* [ASSIGNMENT]: Would you repeat each line below precisely as it stands?

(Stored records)
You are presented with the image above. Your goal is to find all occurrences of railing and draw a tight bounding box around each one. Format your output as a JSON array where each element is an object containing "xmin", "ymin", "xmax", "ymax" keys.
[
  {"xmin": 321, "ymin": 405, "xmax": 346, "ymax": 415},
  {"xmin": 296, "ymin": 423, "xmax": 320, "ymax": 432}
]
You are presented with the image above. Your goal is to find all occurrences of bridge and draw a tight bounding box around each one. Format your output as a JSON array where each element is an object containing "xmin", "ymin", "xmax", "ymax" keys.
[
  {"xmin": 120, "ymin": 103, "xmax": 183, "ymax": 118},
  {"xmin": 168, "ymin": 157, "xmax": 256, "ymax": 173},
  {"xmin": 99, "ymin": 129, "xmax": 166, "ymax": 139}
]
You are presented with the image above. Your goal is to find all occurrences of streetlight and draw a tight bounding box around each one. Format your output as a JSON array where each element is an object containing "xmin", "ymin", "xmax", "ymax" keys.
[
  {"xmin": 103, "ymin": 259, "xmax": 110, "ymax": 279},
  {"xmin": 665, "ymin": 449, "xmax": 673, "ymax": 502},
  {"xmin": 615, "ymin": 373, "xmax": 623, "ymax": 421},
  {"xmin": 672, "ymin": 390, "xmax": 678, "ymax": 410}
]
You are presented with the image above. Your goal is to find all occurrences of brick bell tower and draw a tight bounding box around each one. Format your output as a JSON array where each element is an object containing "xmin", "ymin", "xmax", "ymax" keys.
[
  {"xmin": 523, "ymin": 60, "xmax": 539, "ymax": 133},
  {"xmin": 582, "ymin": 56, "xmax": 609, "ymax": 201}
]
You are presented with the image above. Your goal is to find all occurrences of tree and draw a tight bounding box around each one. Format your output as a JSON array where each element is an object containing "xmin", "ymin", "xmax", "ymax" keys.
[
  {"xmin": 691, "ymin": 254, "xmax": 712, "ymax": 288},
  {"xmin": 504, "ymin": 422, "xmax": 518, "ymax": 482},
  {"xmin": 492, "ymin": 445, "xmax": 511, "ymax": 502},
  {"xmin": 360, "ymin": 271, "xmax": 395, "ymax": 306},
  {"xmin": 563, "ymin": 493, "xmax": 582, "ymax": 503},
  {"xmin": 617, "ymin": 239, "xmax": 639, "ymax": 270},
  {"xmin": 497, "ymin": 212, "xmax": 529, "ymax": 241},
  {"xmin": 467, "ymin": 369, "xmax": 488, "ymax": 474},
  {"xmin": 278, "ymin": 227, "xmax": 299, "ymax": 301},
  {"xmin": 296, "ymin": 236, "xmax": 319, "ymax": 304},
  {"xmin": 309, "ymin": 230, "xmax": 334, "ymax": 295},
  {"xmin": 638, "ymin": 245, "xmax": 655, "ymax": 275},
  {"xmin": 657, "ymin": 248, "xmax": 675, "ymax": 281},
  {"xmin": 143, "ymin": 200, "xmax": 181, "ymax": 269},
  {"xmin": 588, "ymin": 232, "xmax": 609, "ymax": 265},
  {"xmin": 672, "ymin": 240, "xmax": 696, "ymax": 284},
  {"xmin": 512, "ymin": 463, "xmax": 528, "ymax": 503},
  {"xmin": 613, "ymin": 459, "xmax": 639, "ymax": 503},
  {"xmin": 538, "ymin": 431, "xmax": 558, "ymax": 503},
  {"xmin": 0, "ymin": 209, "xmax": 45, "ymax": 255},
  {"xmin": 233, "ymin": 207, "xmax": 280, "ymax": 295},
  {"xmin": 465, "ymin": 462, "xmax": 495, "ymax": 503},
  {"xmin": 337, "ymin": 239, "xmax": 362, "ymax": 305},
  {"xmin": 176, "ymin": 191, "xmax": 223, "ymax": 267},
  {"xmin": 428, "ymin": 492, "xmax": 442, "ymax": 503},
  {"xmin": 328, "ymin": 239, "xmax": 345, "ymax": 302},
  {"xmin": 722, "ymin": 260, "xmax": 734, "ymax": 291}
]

* [ANSWER AREA]:
You are presented with the image above. Your goal is to find all occurrences of railing and draw a tight bounding box around each one. Format your output as a JSON array where each element is an object containing "xmin", "ymin", "xmax", "ymax" keys.
[
  {"xmin": 321, "ymin": 405, "xmax": 346, "ymax": 415},
  {"xmin": 296, "ymin": 423, "xmax": 320, "ymax": 432}
]
You are presented with the image above. Your goal is to find all occurrences of bridge and draw a tight bounding box around each one. Format your output as a JSON array where each element is an object containing "xmin", "ymin", "xmax", "ymax" keys.
[
  {"xmin": 120, "ymin": 103, "xmax": 183, "ymax": 118},
  {"xmin": 168, "ymin": 157, "xmax": 256, "ymax": 173},
  {"xmin": 99, "ymin": 129, "xmax": 166, "ymax": 139}
]
You are presented with the image above. Your goal is to find all occurrences of streetlight and draw a tight bounding box around each one. Format your output as a JSON array where each element is an object containing "xmin", "ymin", "xmax", "ymax" keys.
[
  {"xmin": 103, "ymin": 259, "xmax": 110, "ymax": 279},
  {"xmin": 665, "ymin": 449, "xmax": 673, "ymax": 502},
  {"xmin": 615, "ymin": 373, "xmax": 623, "ymax": 421},
  {"xmin": 672, "ymin": 390, "xmax": 678, "ymax": 410}
]
You are presented with the image above. Your goal is to find all occurrences of brick bell tower and draw a tight bounding box around each one. Format your output as a JSON array where each element is an object containing "xmin", "ymin", "xmax", "ymax" keys.
[
  {"xmin": 523, "ymin": 60, "xmax": 539, "ymax": 133},
  {"xmin": 582, "ymin": 56, "xmax": 609, "ymax": 201}
]
You are presented with the image above. Your goal is to find all occurrences of tree and draw a tight bounding box around each one. Format your output as a JSON array where each element is an object containing "xmin", "ymin", "xmax", "ymax" keys.
[
  {"xmin": 691, "ymin": 254, "xmax": 712, "ymax": 288},
  {"xmin": 504, "ymin": 422, "xmax": 518, "ymax": 482},
  {"xmin": 492, "ymin": 445, "xmax": 511, "ymax": 502},
  {"xmin": 360, "ymin": 271, "xmax": 395, "ymax": 306},
  {"xmin": 563, "ymin": 493, "xmax": 582, "ymax": 503},
  {"xmin": 617, "ymin": 239, "xmax": 639, "ymax": 270},
  {"xmin": 497, "ymin": 212, "xmax": 529, "ymax": 241},
  {"xmin": 467, "ymin": 369, "xmax": 488, "ymax": 474},
  {"xmin": 278, "ymin": 227, "xmax": 299, "ymax": 301},
  {"xmin": 296, "ymin": 236, "xmax": 319, "ymax": 304},
  {"xmin": 309, "ymin": 230, "xmax": 334, "ymax": 295},
  {"xmin": 638, "ymin": 245, "xmax": 655, "ymax": 275},
  {"xmin": 657, "ymin": 248, "xmax": 675, "ymax": 281},
  {"xmin": 143, "ymin": 200, "xmax": 181, "ymax": 269},
  {"xmin": 588, "ymin": 232, "xmax": 609, "ymax": 265},
  {"xmin": 672, "ymin": 240, "xmax": 696, "ymax": 284},
  {"xmin": 512, "ymin": 463, "xmax": 528, "ymax": 503},
  {"xmin": 613, "ymin": 459, "xmax": 639, "ymax": 503},
  {"xmin": 538, "ymin": 431, "xmax": 558, "ymax": 503},
  {"xmin": 0, "ymin": 209, "xmax": 45, "ymax": 255},
  {"xmin": 233, "ymin": 207, "xmax": 280, "ymax": 295},
  {"xmin": 465, "ymin": 462, "xmax": 495, "ymax": 503},
  {"xmin": 337, "ymin": 239, "xmax": 362, "ymax": 305},
  {"xmin": 176, "ymin": 191, "xmax": 223, "ymax": 267},
  {"xmin": 428, "ymin": 492, "xmax": 442, "ymax": 503},
  {"xmin": 328, "ymin": 239, "xmax": 345, "ymax": 302},
  {"xmin": 722, "ymin": 260, "xmax": 734, "ymax": 291}
]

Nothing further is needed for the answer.